┌─ Text provided
Initially, there were disordered thresholds in all three items/sub-scales (Fig 1). This indicates that item response categories are not operating in the intended way across the continuum, meaning that the intended measurement scale is also corrupted (S1 & S2 Figs).

Fig 1

GCS response category probability distribution curves (i.e., Rasch-Andrich threshold plots), pre- and post-rescore (corresponds to sample 1a and 1b).

GCS response category probability distribution curves (i.e., Rasch-Andrich threshold plots), pre- and post-rescore (corresponds to sample 1a and 1b).

Each plot displays person location on the ‘consciousness’ scale on the x-axis, with a higher score (to the right) representing a higher/better level. The curves represent implied probability distributions of the likelihood of a person responding in each of the response categories of the items, given their location on the scale. Prior to rescoring, the response categories were dysfunctional for all items. Post-rescore, a functional scoring system is observed. Through a combination of empirical evidence and clinical reasoning regarding the response category wording (carried out by authors BAM and EDP), item response categories were collapsed to provide a post-hoc scoring amendment (described in Table 4). The results for all four samples following rescoring are described in Table 3 (the ‘b’ analyses). Notably, after rescoring, the response structure clearly improves as indicated by the substantially reduced item fit residual values (Targeting plot–S3 Fig, & Item map–S4 Fig). However, in all cases there was still evidence of significant discordance with the Rasch model (illustrated by the significance of the chi-squared tests; p < 0.0001 –Table 3). The pre- and post-rescore response structure was consistent across all samples. As such only one set of Rasch-Andrich threshold plots is presented (Fig 1; corresponding to the non-extreme sample, as it is the largest). The interpretation of these results is that whilst the modifications improve the function of the individual items, there is little evidence to support them meaningfully contributing to a total score.
└─
┌─ Information
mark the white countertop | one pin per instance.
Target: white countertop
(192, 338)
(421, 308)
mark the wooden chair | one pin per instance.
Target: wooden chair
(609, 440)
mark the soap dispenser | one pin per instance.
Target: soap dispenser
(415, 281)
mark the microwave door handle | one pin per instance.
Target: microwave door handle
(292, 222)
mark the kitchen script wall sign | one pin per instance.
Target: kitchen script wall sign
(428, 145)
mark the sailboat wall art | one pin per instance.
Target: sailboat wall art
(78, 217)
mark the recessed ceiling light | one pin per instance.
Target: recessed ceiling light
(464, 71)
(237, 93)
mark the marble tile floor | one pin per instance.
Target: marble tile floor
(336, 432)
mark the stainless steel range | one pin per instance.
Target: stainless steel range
└─
» Tasks
1/ In the GCS text, which sample do the Rasch-Andrich threshold plots in Fig 1 correspond to?
2/ For each statement, say whether it agrees with the GCS text, and quote the words that decide it:
(a) Before rescoring, the response categories were dysfunctional for every item.
(b) After rescoring, the data showed no significant discordance with the Rasch model.
(c) The pre- and post-rescore response structure differed from one sample to another.
3/ Please rewrite the paragraph of the GCS text that begins "Each plot displays person location" as a short list, keeping its main facts.
The data has no role in this work.

» Answers per task
1/ They correspond to the non-extreme sample, because it is the largest.

2/
(a) Yes: "Prior to rescoring, the response categories were dysfunctional for all items."
(b) No: "However, in all cases there was still evidence of significant discordance with the Rasch model"
(c) No: "The pre- and post-rescore response structure was consistent across all samples."

3/
- Each plot shows person location on the "consciousness" scale on the x-axis. Higher scores, to the right, mean a higher or better level.
- The curves show how likely a person is to respond in each response category, given their location on the scale.
- Before rescoring, the response categories were dysfunctional for all items. After rescoring, the scoring system works.
- Authors BAM and EDP collapsed the response categories as a post-hoc scoring amendment (Table 4). They based this on empirical evidence and on clinical reasoning about the category wording.
- Table 3 gives the results for all four samples after rescoring (the "b" analyses).
- Rescoring clearly improves the response structure. Item fit residual values are substantially reduced.
- Significant discordance with the Rasch model remained in all cases (chi-squared p < 0.0001).
- The response structure before and after rescoring was consistent across samples, so Fig 1 shows only one set of plots, from the largest sample (non-extreme).
- The modifications improve how the individual items function. However, there is little evidence that the items meaningfully contribute to a total score.